_Task to complete_
Retype all of the data. Every line must match exactly.

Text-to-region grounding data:
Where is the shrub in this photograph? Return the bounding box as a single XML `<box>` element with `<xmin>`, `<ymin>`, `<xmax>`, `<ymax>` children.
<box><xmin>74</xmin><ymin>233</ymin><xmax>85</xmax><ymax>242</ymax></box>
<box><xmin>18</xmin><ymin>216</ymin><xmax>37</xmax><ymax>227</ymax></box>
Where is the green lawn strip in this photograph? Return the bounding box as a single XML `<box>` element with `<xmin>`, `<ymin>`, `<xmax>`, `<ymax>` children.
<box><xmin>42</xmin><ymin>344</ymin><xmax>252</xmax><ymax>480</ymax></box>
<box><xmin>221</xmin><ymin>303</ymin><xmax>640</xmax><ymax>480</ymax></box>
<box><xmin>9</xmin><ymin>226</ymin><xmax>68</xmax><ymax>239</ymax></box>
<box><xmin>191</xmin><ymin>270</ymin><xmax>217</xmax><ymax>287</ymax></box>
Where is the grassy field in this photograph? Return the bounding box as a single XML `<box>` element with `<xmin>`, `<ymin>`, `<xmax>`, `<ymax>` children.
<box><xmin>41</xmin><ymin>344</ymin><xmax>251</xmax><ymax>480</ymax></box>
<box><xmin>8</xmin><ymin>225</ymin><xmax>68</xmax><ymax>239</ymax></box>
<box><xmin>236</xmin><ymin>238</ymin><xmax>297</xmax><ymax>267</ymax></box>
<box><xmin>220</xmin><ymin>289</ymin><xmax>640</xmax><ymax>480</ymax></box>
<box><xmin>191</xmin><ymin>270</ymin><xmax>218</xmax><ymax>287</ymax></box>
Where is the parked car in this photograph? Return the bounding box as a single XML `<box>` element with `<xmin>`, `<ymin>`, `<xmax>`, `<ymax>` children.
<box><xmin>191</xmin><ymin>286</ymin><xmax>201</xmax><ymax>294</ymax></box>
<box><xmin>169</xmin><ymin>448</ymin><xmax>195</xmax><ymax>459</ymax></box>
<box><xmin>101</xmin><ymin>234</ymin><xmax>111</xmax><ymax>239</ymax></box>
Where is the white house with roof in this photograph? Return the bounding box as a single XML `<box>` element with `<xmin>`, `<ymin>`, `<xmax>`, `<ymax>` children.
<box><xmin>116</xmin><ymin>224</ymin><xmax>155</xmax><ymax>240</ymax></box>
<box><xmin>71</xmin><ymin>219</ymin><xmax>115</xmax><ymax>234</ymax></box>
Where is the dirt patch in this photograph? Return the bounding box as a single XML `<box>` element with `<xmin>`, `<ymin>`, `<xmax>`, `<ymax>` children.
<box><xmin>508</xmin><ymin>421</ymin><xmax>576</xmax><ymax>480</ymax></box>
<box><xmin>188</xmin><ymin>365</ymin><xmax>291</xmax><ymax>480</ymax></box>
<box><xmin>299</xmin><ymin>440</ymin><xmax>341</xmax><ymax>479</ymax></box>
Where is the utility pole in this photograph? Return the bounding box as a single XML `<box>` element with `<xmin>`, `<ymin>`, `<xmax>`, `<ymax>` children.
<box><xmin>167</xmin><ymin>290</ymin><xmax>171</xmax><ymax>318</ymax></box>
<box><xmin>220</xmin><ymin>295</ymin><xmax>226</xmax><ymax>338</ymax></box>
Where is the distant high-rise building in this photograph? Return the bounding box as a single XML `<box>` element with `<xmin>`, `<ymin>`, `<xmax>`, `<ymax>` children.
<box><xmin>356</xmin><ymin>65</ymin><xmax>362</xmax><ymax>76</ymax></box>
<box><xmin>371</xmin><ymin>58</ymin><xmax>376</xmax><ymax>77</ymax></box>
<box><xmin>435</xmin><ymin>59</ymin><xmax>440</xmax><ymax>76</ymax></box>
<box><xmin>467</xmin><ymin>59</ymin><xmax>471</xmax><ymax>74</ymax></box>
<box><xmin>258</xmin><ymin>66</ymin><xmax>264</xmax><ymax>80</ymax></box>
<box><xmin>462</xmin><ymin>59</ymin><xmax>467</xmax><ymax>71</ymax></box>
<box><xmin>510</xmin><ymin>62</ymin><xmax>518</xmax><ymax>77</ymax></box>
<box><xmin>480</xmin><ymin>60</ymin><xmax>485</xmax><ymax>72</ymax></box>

_Response to the task_
Where is the shrub in this photograph? Return the bounding box as a single XML `<box>` element with `<xmin>`, `<ymin>`, `<xmax>`, `<ymax>` children.
<box><xmin>74</xmin><ymin>233</ymin><xmax>85</xmax><ymax>242</ymax></box>
<box><xmin>18</xmin><ymin>216</ymin><xmax>37</xmax><ymax>227</ymax></box>
Where is the green lawn strip in this photograph? Return the bounding box as a single XML `<box>` element with `<xmin>`, `<ymin>`, `<xmax>`, `<ymax>` children.
<box><xmin>42</xmin><ymin>344</ymin><xmax>252</xmax><ymax>480</ymax></box>
<box><xmin>221</xmin><ymin>303</ymin><xmax>640</xmax><ymax>480</ymax></box>
<box><xmin>9</xmin><ymin>226</ymin><xmax>68</xmax><ymax>239</ymax></box>
<box><xmin>191</xmin><ymin>270</ymin><xmax>217</xmax><ymax>287</ymax></box>
Where is the grassy field in this photograph? Return the bounding box as a single XML `<box>` element with `<xmin>`, `<ymin>`, `<xmax>`, `<ymax>` children.
<box><xmin>41</xmin><ymin>344</ymin><xmax>251</xmax><ymax>480</ymax></box>
<box><xmin>8</xmin><ymin>225</ymin><xmax>68</xmax><ymax>239</ymax></box>
<box><xmin>236</xmin><ymin>238</ymin><xmax>297</xmax><ymax>267</ymax></box>
<box><xmin>220</xmin><ymin>289</ymin><xmax>640</xmax><ymax>480</ymax></box>
<box><xmin>191</xmin><ymin>270</ymin><xmax>218</xmax><ymax>287</ymax></box>
Where is the parked car in this photograph? Return the bounding box as a single XML `<box>` element with `<xmin>`, `<ymin>`, `<xmax>`, `<ymax>` children.
<box><xmin>191</xmin><ymin>286</ymin><xmax>201</xmax><ymax>294</ymax></box>
<box><xmin>169</xmin><ymin>448</ymin><xmax>195</xmax><ymax>459</ymax></box>
<box><xmin>101</xmin><ymin>234</ymin><xmax>111</xmax><ymax>239</ymax></box>
Where is the white house with roof in this photograph? Return the bounding box as a single XML `<box>` element with `<xmin>`, `<ymin>`, `<xmax>`, `<ymax>` children.
<box><xmin>116</xmin><ymin>224</ymin><xmax>155</xmax><ymax>240</ymax></box>
<box><xmin>71</xmin><ymin>219</ymin><xmax>115</xmax><ymax>234</ymax></box>
Where is the dirt patch in this photograph? Return the bounding box as a single XML `<box>` element with `<xmin>`, `<ymin>`, `<xmax>`, `<ymax>` children.
<box><xmin>508</xmin><ymin>421</ymin><xmax>576</xmax><ymax>480</ymax></box>
<box><xmin>188</xmin><ymin>365</ymin><xmax>291</xmax><ymax>480</ymax></box>
<box><xmin>299</xmin><ymin>440</ymin><xmax>341</xmax><ymax>479</ymax></box>
Where is the utility pole in this photograph? Return the bounding box as a single XML `<box>` element with `<xmin>`, `<ymin>`, `<xmax>`, `<ymax>` children.
<box><xmin>167</xmin><ymin>290</ymin><xmax>171</xmax><ymax>318</ymax></box>
<box><xmin>220</xmin><ymin>295</ymin><xmax>226</xmax><ymax>338</ymax></box>
Where is the distant high-rise building in this photograph? Return the bounding box as a single XML `<box>` element with `<xmin>`, `<ymin>`, `<xmax>`, `<ymax>` children.
<box><xmin>356</xmin><ymin>65</ymin><xmax>362</xmax><ymax>76</ymax></box>
<box><xmin>371</xmin><ymin>58</ymin><xmax>376</xmax><ymax>77</ymax></box>
<box><xmin>435</xmin><ymin>59</ymin><xmax>440</xmax><ymax>76</ymax></box>
<box><xmin>467</xmin><ymin>59</ymin><xmax>471</xmax><ymax>74</ymax></box>
<box><xmin>258</xmin><ymin>66</ymin><xmax>264</xmax><ymax>80</ymax></box>
<box><xmin>462</xmin><ymin>59</ymin><xmax>467</xmax><ymax>71</ymax></box>
<box><xmin>510</xmin><ymin>62</ymin><xmax>518</xmax><ymax>77</ymax></box>
<box><xmin>480</xmin><ymin>60</ymin><xmax>485</xmax><ymax>72</ymax></box>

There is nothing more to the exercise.